— begin —
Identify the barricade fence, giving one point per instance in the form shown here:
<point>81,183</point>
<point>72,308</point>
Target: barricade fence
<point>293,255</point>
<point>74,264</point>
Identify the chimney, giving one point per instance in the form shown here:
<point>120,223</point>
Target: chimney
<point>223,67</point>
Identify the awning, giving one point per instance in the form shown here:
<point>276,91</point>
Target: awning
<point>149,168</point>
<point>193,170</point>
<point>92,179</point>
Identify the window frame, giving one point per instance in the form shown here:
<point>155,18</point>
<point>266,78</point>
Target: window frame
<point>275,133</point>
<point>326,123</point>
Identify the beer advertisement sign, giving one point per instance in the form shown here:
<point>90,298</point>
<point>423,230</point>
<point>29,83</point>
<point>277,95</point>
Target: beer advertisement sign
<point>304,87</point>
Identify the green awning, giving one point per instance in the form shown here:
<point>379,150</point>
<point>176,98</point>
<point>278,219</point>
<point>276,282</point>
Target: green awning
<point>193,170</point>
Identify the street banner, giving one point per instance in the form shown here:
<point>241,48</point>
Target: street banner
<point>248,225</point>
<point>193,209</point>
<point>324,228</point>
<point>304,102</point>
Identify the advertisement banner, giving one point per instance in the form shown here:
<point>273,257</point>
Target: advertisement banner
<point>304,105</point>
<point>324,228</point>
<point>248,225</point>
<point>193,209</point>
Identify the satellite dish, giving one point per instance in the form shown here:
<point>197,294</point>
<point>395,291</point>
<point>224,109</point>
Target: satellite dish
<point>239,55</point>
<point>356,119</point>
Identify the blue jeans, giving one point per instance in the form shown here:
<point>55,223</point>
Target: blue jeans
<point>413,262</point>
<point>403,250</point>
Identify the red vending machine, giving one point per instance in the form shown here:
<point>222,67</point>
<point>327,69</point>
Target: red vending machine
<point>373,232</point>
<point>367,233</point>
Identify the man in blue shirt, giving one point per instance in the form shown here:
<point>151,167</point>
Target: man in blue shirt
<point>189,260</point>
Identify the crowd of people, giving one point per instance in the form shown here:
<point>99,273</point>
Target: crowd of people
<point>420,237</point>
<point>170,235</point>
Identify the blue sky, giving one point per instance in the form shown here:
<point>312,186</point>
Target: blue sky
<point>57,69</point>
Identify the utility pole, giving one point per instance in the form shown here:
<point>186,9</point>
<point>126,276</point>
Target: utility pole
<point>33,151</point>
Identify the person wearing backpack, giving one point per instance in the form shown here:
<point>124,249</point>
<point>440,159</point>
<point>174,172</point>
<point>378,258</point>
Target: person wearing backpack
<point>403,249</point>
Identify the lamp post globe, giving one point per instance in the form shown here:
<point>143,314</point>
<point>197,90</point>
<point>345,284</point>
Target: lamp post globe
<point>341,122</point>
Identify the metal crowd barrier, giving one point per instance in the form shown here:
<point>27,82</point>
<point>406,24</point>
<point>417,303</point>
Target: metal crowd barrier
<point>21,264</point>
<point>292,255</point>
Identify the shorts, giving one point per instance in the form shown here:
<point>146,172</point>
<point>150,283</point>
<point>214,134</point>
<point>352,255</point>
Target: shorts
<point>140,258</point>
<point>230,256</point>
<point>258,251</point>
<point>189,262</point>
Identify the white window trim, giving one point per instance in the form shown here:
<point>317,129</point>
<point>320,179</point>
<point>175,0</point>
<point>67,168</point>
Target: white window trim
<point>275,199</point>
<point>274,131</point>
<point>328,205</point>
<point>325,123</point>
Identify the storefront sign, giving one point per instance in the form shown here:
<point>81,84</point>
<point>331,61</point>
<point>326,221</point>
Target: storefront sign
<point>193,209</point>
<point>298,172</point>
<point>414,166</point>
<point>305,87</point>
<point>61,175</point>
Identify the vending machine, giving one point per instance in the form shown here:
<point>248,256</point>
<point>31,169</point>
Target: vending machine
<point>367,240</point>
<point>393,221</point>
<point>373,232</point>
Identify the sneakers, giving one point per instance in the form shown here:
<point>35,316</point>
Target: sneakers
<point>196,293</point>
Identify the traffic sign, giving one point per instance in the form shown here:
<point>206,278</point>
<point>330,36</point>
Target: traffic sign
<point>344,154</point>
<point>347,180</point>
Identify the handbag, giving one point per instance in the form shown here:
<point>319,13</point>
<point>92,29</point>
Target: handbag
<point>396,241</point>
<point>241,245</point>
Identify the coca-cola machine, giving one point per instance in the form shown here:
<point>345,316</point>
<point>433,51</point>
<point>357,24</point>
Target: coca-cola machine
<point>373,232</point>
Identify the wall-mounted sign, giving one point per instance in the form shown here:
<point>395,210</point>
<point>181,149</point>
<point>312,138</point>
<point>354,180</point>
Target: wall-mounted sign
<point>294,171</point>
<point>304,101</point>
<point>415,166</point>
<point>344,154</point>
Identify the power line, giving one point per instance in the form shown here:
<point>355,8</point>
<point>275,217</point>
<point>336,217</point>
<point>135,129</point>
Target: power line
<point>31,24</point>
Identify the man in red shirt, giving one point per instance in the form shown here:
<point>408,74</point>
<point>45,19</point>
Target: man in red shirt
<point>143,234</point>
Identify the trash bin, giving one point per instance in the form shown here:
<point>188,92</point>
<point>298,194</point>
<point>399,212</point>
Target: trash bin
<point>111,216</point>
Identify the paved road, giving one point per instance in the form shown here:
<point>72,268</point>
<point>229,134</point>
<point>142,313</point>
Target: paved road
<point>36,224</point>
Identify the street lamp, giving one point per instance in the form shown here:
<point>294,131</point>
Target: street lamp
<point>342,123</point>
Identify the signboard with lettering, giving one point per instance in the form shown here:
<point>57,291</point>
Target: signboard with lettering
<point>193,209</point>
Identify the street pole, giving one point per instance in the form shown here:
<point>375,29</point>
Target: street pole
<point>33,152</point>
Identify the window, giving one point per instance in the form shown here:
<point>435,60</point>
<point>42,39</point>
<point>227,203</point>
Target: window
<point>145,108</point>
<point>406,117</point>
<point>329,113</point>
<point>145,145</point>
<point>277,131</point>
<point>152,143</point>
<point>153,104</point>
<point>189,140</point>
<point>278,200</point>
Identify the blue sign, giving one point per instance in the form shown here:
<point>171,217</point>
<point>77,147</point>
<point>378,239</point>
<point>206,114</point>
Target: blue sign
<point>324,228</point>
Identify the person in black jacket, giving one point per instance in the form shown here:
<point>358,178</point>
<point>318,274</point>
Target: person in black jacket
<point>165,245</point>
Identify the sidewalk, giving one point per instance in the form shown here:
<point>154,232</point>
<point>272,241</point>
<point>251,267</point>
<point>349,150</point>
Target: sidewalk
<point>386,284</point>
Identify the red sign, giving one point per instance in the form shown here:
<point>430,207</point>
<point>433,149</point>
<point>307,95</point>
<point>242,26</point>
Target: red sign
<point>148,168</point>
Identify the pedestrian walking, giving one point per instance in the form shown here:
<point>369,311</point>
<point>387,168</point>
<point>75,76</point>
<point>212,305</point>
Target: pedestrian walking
— end —
◆ Exercise goal
Rewrite the part of the listing above that opens with the line containing "Identify the paved" and closes with the line containing "<point>36,224</point>" as a JSON list of strings. Use one string per line, include both end lines, and leave out blank lines.

◆ Answer for this exercise
[
  "Identify the paved road, giving one point per instance in the form shown here:",
  "<point>72,268</point>",
  "<point>229,134</point>",
  "<point>142,313</point>",
  "Target: paved road",
  "<point>36,224</point>"
]